* [Request]: Render the entries below as a Markdown table with the columns Row and Line, numbering each line and omitting blank ones. Begin at the line that has "Isolate the white mug interior here." and stop after the line that has "[0,49,120,68]", leaving the pictures out.

* [Supplied material]:
* Begin *
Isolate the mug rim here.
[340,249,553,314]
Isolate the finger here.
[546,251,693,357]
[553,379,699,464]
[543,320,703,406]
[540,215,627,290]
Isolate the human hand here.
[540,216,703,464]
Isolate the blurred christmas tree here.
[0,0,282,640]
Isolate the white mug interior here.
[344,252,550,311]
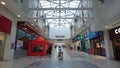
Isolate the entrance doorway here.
[0,32,5,60]
[113,39,120,60]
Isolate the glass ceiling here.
[28,0,92,27]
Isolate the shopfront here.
[0,14,12,60]
[109,26,120,60]
[88,31,106,56]
[14,22,38,59]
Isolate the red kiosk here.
[28,37,47,56]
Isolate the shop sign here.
[115,28,120,34]
[16,40,23,50]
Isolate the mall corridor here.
[0,0,120,68]
[0,49,120,68]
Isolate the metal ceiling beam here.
[30,17,93,19]
[29,7,93,10]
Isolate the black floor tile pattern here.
[25,60,100,68]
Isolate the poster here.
[16,40,23,50]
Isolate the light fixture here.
[31,23,34,25]
[105,26,108,28]
[87,23,90,25]
[25,28,27,29]
[36,27,38,29]
[1,1,6,5]
[17,14,21,17]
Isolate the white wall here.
[91,0,120,31]
[49,27,71,39]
* End *
* [Answer in full]:
| Row | Line |
|---|---|
| 1 | Isolate the white mug interior here. |
| 2 | [344,252,550,311] |
| 3 | Isolate the entrance doorway here. |
| 4 | [0,32,5,60] |
| 5 | [113,39,120,60] |
| 6 | Isolate the glass ceiling here. |
| 7 | [28,0,92,27] |
| 8 | Isolate the shopfront here. |
| 9 | [0,14,12,60] |
| 10 | [109,26,120,60] |
| 11 | [88,31,106,56] |
| 12 | [14,22,38,59] |
| 13 | Isolate the red kiosk here. |
| 14 | [28,37,47,56] |
| 15 | Isolate the shop sign here. |
| 16 | [115,28,120,34] |
| 17 | [16,40,23,50] |
| 18 | Isolate the mall corridor here. |
| 19 | [0,0,120,68] |
| 20 | [0,49,120,68] |